TEXT EXCERPT —
*-*-*

The NQMC can encourage HIT vendors to state how users would generate each measure listed in order to achieve the desired quality improvements more easily and quickly.
The certification process for EHRs could include standards for vendors to demonstrate an easy-to-implement approach to standardized measure generation.
The NQMC could also start listing measures derived from the clinically enriched datasets enabled by EHRs and document specifications sufficiently detailed for listing in AHRQ's USHIK. USHIK's large quantity of standardized data has become part of the national backbone of data interoperability. Standardized data elements specified by CHI, HITSP, HIPAA, CCHIT, and more are well documented. (6)
Editor's Note: NQMC plans to include measure specifications specific to EHRs (or other clinically enriched data sets) for any eligible measures submitted with this information.

We believe the recent stimulus monies in the American Recovery and Reinvestment Act would best be directed towards mature systems where it is possible to go beyond initial broad implementation to pushing the edge of EHR development and function so that, as we incent a more pervasive use of EHR technology, we are better able to 'start with the end in mind' and achieve the quality improvements that EHRs promise.

Author

Jed Weissberg, MD
Kaiser Foundation Health Plan and Hospitals, Inc., Oakland, California

Disclaimer

The views and opinions expressed are those of the author and do not necessarily state or reflect those of the National Quality Measures Clearinghouse™ (NQMC), the Agency for Healthcare Research and Quality (AHRQ), or its contractor ECRI Institute.

*-*-*

(Stored entries)
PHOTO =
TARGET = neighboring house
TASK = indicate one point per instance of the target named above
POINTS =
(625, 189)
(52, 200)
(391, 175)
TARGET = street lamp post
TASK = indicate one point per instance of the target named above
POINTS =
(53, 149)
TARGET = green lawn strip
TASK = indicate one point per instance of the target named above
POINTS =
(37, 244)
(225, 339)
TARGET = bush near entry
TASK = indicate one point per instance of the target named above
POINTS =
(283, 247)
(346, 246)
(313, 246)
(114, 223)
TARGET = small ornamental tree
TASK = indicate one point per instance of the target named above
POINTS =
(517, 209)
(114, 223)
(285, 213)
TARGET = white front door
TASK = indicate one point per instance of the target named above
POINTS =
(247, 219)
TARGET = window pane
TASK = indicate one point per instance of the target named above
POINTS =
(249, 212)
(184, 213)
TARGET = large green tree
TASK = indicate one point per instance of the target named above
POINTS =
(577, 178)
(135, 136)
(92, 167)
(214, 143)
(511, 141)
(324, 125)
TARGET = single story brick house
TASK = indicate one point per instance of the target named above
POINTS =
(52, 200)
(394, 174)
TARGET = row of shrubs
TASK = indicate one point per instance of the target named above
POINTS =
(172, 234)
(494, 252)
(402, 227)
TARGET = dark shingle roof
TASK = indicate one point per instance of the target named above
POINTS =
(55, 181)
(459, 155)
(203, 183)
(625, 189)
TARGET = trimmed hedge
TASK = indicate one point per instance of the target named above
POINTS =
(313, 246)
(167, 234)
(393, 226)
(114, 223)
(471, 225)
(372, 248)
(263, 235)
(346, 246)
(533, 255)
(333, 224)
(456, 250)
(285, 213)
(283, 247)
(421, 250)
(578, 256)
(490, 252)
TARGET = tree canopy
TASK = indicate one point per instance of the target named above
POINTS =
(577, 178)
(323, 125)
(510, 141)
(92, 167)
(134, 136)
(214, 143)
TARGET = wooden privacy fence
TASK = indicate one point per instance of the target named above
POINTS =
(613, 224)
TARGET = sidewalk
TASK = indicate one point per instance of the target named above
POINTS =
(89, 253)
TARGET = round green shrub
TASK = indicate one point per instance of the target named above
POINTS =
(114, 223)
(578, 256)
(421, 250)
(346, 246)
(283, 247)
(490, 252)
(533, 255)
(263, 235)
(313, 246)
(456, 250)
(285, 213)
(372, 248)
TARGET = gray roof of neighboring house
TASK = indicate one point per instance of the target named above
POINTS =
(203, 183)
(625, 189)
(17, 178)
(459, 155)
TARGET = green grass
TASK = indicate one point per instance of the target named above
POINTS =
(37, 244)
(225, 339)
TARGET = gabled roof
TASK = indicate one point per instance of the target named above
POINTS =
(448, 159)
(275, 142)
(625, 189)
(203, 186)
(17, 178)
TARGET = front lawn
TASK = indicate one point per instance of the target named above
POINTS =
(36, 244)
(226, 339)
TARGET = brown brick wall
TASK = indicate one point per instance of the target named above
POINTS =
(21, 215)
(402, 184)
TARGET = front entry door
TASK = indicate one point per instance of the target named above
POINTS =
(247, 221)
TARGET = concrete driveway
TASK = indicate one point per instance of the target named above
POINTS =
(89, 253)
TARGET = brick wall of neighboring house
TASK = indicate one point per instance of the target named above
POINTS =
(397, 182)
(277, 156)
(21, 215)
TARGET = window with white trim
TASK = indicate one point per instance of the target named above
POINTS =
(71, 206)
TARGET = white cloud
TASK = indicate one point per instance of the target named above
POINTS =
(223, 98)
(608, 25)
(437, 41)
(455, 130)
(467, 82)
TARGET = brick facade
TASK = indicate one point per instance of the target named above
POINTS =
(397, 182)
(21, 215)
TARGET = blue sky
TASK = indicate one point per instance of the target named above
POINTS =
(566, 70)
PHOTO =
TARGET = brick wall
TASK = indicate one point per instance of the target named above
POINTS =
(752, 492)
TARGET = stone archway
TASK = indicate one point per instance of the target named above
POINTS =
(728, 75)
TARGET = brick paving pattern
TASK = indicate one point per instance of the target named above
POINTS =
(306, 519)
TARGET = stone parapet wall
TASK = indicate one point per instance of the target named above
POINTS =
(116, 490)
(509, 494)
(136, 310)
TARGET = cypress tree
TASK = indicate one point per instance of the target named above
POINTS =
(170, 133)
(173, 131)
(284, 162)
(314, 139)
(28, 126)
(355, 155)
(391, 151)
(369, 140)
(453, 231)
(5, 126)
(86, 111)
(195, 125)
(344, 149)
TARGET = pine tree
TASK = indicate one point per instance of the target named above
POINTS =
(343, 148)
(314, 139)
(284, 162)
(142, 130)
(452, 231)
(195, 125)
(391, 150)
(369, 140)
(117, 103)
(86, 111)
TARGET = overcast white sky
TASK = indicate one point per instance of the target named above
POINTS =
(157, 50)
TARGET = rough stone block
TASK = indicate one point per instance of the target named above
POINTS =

*-*-*

REQUIRED WORK —
Reproduce the full text on EHR-based quality measures above, with no changes.

OUTPUT FOR THIS TASK —
The NQMC can encourage HIT vendors to state how users would generate each measure listed in order to achieve the desired quality improvements more easily and quickly.
The certification process for EHRs could include standards for vendors to demonstrate an easy-to-implement approach to standardized measure generation.
The NQMC could also start listing measures derived from the clinically enriched datasets enabled by EHRs and document specifications sufficiently detailed for listing in AHRQ's USHIK. USHIK's large quantity of standardized data has become part of the national backbone of data interoperability. Standardized data elements specified by CHI, HITSP, HIPAA, CCHIT, and more are well documented. (6)
Editor's Note: NQMC plans to include measure specifications specific to EHRs (or other clinically enriched data sets) for any eligible measures submitted with this information.

We believe the recent stimulus monies in the American Recovery and Reinvestment Act would best be directed towards mature systems where it is possible to go beyond initial broad implementation to pushing the edge of EHR development and function so that, as we incent a more pervasive use of EHR technology, we are better able to 'start with the end in mind' and achieve the quality improvements that EHRs promise.

Author

Jed Weissberg, MD
Kaiser Foundation Health Plan and Hospitals, Inc., Oakland, California

Disclaimer

The views and opinions expressed are those of the author and do not necessarily state or reflect those of the National Quality Measures Clearinghouse™ (NQMC), the Agency for Healthcare Research and Quality (AHRQ), or its contractor ECRI Institute.